▶ **BRIEF 1**
In the article on Jewish views of Israel, which minister in the British cabinet dissented from the Balfour Declaration?
▶ **BRIEF 2**
Rewrite the part of the article on Jewish views of Israel starting with "Once, most Jews" and going on through "Nazism took hold.", swapping "Holocaust Day" for "Holocaust Remembrance Day".

▶ **SELECTED TEXT**
************

Once, most Jews viewed Israel as the anti-Semite’s best friend
By Jonathan Cook in Nazareth
It was an assessment no one expected from the deputy head of the Israeli military. In his Holocaust Day speech last week, Yair Golan compared current trends in Israel with Germany in the early 1930s, as Nazism took hold.
In today’s Israel, he said, could be recognised “the revolting processes that occurred in Europe… There is nothing easier than hating the stranger, nothing easier than to stir fears and intimidate.”
The furore over Golan’s remarks followed on the heels of a similar outcry in Britain at statements by former London mayor Ken Livingstone. He observed that Hitler had in practice been “supporting Zionism” in 1933 when the Nazis signed a transfer agreement, allowing some German Jews to emigrate to Palestine.
In their different ways both comments refer back to a heated argument among Jews that began a century or more ago about whether Zionism was a blessing or blight. Although largely overlooked today, the dispute throws much light on the Israeli-Palestinian conflict.
Those differences came to a head in 1917 when the British government issued the Balfour Declaration, a document promising for the first time to realise the Zionist goal of a “national home” for the Jews in Palestine.
Only one minister, Edwin Montagu, dissented. Notably, he was the only Jew in the British cabinet. The two facts were not unconnected. In a memo, he warned that his government’s policy would be a “rallying ground for anti-Semites in every country”.

************

▶ **DATA**

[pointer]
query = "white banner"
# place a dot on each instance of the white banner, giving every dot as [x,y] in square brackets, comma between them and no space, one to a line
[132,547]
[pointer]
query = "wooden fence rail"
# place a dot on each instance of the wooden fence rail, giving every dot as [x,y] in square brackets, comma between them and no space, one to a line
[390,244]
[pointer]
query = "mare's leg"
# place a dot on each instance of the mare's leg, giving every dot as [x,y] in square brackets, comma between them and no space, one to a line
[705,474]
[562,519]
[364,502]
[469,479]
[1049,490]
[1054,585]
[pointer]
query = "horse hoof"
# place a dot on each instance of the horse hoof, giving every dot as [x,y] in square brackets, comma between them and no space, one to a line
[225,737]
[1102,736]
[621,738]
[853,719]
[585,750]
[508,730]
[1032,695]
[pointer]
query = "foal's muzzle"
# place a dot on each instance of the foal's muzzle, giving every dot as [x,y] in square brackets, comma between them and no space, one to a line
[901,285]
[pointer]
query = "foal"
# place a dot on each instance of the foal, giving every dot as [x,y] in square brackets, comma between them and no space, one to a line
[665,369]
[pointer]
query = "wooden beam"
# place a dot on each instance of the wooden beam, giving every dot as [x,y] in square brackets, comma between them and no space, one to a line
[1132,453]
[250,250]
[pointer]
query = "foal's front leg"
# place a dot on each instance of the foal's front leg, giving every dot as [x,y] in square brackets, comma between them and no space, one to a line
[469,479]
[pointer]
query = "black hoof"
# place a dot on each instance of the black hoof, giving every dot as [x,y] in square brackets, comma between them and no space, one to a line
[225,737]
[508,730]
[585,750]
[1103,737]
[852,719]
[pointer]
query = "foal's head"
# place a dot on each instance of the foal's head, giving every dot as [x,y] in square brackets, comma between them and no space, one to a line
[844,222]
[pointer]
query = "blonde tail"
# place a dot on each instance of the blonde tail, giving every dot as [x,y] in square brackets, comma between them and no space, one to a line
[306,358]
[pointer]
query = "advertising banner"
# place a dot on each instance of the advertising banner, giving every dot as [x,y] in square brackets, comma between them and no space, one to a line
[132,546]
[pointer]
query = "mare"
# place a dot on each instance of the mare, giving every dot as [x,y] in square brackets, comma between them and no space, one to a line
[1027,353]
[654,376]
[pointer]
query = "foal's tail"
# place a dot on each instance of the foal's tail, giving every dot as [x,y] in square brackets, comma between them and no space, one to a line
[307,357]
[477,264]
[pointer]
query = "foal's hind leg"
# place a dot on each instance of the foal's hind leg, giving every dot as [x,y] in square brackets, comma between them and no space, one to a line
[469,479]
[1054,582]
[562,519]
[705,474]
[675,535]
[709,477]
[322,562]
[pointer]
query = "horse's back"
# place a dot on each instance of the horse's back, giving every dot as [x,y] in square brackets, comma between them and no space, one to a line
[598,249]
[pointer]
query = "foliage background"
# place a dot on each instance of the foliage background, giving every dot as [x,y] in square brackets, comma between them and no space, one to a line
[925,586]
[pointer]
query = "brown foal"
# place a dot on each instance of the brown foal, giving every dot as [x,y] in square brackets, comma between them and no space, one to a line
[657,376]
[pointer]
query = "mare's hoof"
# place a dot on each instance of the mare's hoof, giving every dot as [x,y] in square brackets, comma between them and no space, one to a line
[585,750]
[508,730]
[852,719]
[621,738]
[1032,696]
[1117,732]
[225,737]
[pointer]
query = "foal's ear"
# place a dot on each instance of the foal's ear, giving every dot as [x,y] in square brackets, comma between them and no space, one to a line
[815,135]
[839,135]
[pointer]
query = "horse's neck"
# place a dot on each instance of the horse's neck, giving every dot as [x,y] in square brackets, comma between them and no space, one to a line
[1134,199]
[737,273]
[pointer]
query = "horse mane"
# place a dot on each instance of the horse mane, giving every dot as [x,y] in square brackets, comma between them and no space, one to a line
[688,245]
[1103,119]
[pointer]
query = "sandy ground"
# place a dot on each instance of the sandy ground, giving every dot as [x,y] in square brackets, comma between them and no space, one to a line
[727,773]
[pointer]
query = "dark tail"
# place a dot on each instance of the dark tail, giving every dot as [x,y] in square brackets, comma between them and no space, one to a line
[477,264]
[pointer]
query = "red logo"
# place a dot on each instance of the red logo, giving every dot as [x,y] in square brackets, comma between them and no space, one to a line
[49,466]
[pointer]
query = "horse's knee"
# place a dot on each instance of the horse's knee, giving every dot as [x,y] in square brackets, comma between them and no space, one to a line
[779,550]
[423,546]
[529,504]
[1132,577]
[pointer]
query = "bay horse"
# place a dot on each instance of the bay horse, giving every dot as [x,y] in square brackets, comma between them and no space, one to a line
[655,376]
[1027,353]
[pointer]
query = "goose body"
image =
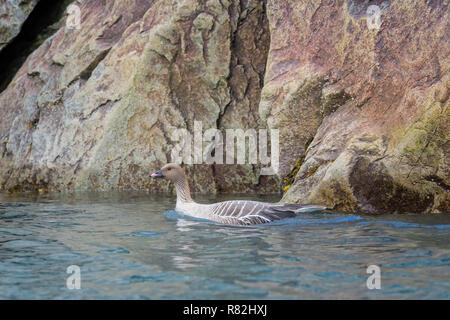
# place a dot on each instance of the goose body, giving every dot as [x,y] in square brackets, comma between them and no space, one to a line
[234,212]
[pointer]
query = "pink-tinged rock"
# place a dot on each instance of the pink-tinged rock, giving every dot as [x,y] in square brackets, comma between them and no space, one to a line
[13,14]
[375,102]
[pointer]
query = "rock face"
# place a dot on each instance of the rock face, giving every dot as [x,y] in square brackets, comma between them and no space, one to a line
[13,14]
[375,101]
[361,104]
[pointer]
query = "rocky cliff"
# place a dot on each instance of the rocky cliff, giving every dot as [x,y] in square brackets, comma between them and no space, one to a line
[360,98]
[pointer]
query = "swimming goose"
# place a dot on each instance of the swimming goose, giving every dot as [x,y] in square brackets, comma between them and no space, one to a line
[234,212]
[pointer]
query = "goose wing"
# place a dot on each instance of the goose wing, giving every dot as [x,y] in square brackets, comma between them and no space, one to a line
[241,212]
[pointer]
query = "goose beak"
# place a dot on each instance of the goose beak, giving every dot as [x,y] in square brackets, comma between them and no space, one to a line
[157,174]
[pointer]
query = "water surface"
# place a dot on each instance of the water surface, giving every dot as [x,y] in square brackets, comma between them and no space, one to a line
[133,245]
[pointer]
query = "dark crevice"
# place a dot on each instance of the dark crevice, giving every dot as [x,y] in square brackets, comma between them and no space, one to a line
[39,26]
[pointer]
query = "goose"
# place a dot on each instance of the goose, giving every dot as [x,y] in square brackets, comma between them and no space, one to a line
[234,212]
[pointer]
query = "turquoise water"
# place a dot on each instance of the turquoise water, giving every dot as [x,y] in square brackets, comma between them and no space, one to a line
[134,246]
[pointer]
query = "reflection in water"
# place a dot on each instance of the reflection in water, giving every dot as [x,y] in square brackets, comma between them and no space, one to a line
[134,246]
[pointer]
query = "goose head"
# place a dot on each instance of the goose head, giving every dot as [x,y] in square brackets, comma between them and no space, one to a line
[171,171]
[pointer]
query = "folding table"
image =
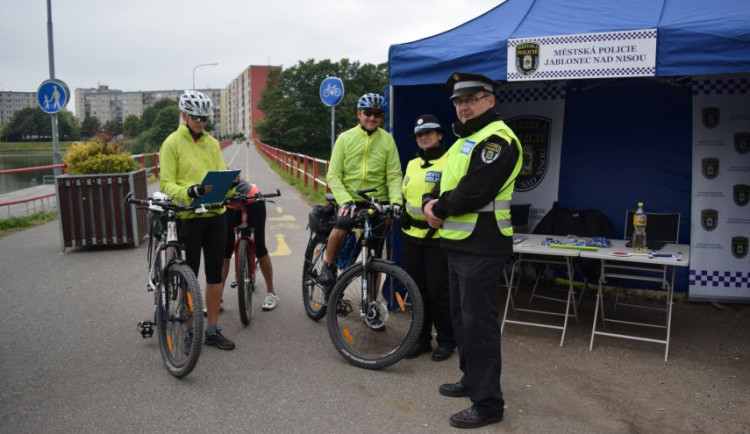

************

▶ **FINAL RESULT 1**
Edwin Montagu

▶ **FINAL RESULT 2**
Once, most Jews viewed Israel as the anti-Semite’s best friend
By Jonathan Cook in Nazareth
It was an assessment no one expected from the deputy head of the Israeli military. In his Holocaust Remembrance Day speech last week, Yair Golan compared current trends in Israel with Germany in the early 1930s, as Nazism took hold.